Every innovation is eventually eclipsed by superior technology or a new, unique application of the innovation. In just the last few decades we’ve seen cassette tapes, CD-ROMs, and even traditional television, among others, get passed by in favor of better performing products and applications of technology. In the automotive industry, we are on the cusp of seeing a similar mass shift away from traditional gas engines to fully electric vehicles. The speed of this shift will be determined by three things: battery performance, automation of the vehicle, and the serviceability experience.
Current lithium-ion batteries are constantly improving, but reaching a sustainable and affordable price per kilowatt-hour is still several years away. Without the subsidy-free price competition against gas powered combustion engines, mass adoption is not likely to be sustained. Several non-lithium-ion battery technologies show potential, such as magnesium-ion and lithium-sulphur, but these technologies are behind the adoption curve of lithium-ion and time to market is still at least a decade away. In that time, companies like Tesla have said they will have an affordable lithium-ion battery comparable to gas costs through use of its Giga factory production.
One way manufacturers are enhancing battery performance without touching the battery is through the use of lighter weight materials in the vehicle. Reducing the overall weight reduces the stress on the battery and manufacturers are seeing 15-20 percent gains in efficiency when vehicle weight is reduced by 20 percent. Instead of steel, manufacturers are turning to aluminum or carbon, both stronger that steel, in an attempt to reduce vehicle weight.
Just like improvements in the battery will enhance adoption of electric vehicles, so too will the improving performance of automation within vehicles. Manufacturers have been slowly introducing automation over the last several years in features like parking assist, automatic braking, and smart cruise control. The idea of a fully-automated driving experience is the next big step. Recently, Tesla introduced fully autonomous highway driving technology in its Model S vehicles. According to a recent Jabian Consulting survey of 1000 U.S. consumers, more than half of those surveyed believe safety would be enhanced if everyone had an autonomous vehicle, and 40 percent believe we will have fully-autonomous vehicles within the next five years.

[WHAT THIS EXERCISE ASKS]
1 – In the electric-vehicle passage, what three things will determine how fast the shift to electric vehicles happens?
2 – Reproduce part of the electric-vehicle passage, beginning at the words "Current lithium-ion batteries" and stopping after "Giga factory production.".
The records that come next are not needed.

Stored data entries
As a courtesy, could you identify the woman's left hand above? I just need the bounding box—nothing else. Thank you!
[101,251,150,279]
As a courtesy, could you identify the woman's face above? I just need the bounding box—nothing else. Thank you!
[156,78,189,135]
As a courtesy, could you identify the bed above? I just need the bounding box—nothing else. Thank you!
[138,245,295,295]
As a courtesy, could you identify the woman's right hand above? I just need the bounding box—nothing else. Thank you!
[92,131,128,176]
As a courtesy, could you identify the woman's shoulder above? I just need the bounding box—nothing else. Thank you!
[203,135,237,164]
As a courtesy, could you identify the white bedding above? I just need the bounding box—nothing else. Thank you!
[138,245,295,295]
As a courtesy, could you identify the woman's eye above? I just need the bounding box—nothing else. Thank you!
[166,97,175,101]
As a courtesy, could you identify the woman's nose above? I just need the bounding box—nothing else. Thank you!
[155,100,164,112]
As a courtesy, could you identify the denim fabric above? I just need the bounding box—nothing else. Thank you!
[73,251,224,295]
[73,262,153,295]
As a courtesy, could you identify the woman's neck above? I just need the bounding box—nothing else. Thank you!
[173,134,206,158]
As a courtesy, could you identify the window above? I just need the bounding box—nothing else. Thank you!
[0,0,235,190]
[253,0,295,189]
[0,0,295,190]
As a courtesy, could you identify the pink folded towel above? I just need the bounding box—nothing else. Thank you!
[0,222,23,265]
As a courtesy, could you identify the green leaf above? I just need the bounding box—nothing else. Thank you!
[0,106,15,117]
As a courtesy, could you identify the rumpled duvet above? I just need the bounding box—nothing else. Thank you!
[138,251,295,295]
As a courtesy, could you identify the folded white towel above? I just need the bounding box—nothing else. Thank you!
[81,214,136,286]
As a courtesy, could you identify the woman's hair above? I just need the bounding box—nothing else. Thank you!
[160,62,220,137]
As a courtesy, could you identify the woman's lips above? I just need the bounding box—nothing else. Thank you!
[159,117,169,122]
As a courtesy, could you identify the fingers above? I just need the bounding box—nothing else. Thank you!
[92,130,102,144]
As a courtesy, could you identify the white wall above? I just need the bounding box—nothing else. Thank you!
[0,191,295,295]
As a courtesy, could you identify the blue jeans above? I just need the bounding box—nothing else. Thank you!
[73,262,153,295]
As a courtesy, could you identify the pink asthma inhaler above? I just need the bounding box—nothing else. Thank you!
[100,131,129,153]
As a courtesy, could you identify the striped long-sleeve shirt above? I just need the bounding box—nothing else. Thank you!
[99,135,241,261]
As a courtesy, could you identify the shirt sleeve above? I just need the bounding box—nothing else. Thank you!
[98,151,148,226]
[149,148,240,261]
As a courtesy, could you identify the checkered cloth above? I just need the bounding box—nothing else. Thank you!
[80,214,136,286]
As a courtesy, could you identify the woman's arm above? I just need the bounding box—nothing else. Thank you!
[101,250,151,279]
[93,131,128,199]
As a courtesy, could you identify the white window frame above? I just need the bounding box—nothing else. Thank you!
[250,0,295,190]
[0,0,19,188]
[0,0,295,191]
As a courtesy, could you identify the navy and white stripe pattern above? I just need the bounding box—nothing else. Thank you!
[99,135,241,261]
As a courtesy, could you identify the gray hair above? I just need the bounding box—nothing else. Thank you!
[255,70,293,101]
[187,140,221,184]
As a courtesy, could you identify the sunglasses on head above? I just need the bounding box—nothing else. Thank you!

[SOLUTIONS BY TASK]
1 – Battery performance, automation of the vehicle, and the serviceability experience.

2 –
Current lithium-ion batteries are constantly improving, but reaching a sustainable and affordable price per kilowatt-hour is still several years away. Without the subsidy-free price competition against gas powered combustion engines, mass adoption is not likely to be sustained. Several non-lithium-ion battery technologies show potential, such as magnesium-ion and lithium-sulphur, but these technologies are behind the adoption curve of lithium-ion and time to market is still at least a decade away. In that time, companies like Tesla have said they will have an affordable lithium-ion battery comparable to gas costs through use of its Giga factory production.